— start Record set —

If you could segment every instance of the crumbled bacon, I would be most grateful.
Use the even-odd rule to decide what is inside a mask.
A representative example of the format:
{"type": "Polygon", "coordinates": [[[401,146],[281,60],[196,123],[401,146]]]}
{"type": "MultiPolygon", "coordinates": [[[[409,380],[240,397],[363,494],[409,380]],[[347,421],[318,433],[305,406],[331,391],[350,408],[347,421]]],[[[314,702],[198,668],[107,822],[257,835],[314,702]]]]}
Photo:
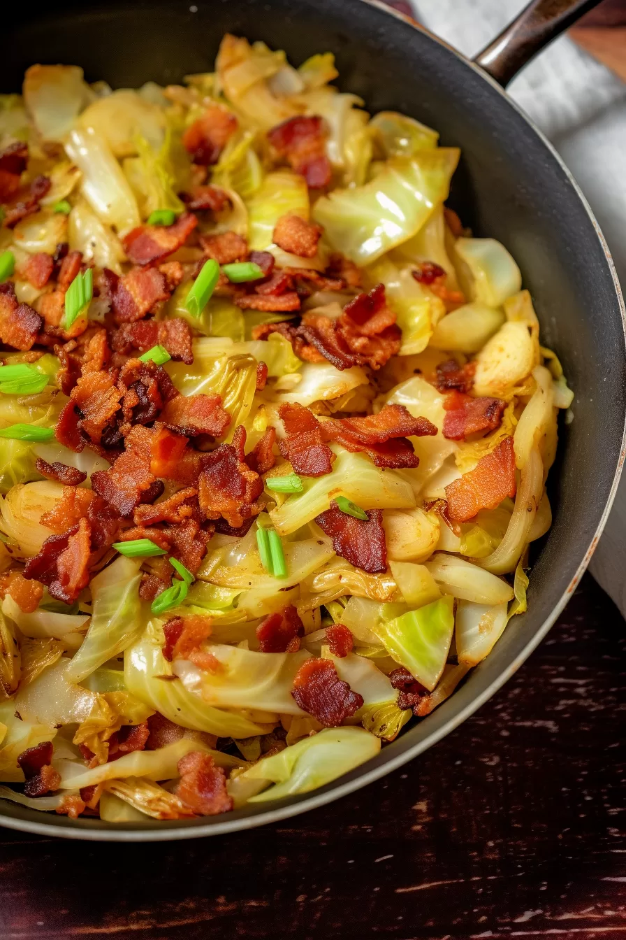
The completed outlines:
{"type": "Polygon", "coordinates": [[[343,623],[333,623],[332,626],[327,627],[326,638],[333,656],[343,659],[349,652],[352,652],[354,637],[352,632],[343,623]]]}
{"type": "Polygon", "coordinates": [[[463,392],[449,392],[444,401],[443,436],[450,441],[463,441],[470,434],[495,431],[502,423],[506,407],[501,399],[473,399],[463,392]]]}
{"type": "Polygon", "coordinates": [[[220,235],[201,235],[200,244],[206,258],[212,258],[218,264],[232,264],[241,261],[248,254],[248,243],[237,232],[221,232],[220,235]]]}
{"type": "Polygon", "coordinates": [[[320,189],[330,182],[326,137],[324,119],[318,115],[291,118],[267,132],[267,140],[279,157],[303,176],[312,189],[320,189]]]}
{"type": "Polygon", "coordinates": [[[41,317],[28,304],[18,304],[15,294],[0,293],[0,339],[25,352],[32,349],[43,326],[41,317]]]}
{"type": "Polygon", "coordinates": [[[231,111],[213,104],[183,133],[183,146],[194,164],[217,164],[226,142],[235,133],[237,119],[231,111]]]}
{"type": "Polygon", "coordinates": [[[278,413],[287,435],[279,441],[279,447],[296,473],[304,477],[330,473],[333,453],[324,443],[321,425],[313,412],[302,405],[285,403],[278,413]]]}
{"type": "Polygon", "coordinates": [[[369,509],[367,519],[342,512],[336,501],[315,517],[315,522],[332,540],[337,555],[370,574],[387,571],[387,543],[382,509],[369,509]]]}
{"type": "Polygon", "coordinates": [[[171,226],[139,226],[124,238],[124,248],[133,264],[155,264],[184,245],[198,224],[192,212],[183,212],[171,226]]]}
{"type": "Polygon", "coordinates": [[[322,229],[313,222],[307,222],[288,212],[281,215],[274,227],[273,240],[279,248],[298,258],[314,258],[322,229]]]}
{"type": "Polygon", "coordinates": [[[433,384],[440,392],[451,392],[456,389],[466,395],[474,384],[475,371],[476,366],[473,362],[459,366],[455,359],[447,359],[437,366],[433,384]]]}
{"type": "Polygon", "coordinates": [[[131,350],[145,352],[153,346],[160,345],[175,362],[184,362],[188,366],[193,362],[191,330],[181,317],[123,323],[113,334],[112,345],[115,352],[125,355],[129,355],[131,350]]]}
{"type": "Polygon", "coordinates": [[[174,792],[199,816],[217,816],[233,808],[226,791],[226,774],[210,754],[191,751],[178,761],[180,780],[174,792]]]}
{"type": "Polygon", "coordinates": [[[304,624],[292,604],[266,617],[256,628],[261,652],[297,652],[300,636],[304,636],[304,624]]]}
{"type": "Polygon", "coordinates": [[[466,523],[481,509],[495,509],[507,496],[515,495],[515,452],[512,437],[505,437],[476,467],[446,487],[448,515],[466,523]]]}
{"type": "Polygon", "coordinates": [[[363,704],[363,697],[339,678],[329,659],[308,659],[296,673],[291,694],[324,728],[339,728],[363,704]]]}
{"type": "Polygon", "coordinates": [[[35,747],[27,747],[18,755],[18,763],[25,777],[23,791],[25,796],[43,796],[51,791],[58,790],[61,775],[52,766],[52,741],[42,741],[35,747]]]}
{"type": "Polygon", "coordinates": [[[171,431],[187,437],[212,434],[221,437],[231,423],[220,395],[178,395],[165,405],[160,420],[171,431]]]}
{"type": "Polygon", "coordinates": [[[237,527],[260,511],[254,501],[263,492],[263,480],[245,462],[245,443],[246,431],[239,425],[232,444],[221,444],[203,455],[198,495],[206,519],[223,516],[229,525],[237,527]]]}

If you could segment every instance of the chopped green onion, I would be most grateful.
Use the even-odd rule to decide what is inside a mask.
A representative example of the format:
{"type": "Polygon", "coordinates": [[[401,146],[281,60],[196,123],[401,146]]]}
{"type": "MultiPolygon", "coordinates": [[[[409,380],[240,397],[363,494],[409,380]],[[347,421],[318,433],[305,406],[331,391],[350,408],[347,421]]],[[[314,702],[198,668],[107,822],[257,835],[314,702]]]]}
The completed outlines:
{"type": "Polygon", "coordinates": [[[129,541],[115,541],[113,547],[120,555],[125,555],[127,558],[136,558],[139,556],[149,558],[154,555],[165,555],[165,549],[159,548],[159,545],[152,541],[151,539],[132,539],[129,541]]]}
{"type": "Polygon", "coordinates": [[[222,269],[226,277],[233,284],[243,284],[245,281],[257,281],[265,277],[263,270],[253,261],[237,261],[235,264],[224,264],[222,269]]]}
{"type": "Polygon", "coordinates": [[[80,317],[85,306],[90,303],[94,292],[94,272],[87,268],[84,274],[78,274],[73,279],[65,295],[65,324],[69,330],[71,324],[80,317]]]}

— end Record set —

• _Task_: Rewrite everything from the line containing "If you could segment every instance of the chopped" down to the end of the data, swapping "green onion" for "scallion" and leaving all else unchanged.

• _Finished task_:
If you could segment every instance of the chopped scallion, I would be most grateful.
Use the even-odd rule to decide what is inside a mask.
A representative example of the format:
{"type": "Polygon", "coordinates": [[[401,146],[281,60],[196,123],[401,146]]]}
{"type": "MultiPolygon", "coordinates": [[[[409,380],[240,397],[363,494],[409,380]],[[347,421],[318,433],[305,406],[331,391],[350,408],[347,421]]],[[[314,702],[198,668],[107,822],[257,835],[314,702]]]]}
The completed outlines:
{"type": "Polygon", "coordinates": [[[129,541],[115,541],[113,547],[120,555],[125,555],[127,558],[136,558],[139,556],[149,558],[154,555],[165,555],[165,549],[159,548],[159,545],[152,541],[151,539],[132,539],[129,541]]]}
{"type": "Polygon", "coordinates": [[[222,269],[226,277],[233,284],[243,284],[245,281],[257,281],[265,277],[263,270],[253,261],[237,261],[235,264],[224,264],[222,269]]]}
{"type": "Polygon", "coordinates": [[[80,317],[85,306],[90,303],[94,292],[94,272],[87,268],[84,274],[78,274],[73,279],[65,295],[65,324],[69,330],[71,324],[80,317]]]}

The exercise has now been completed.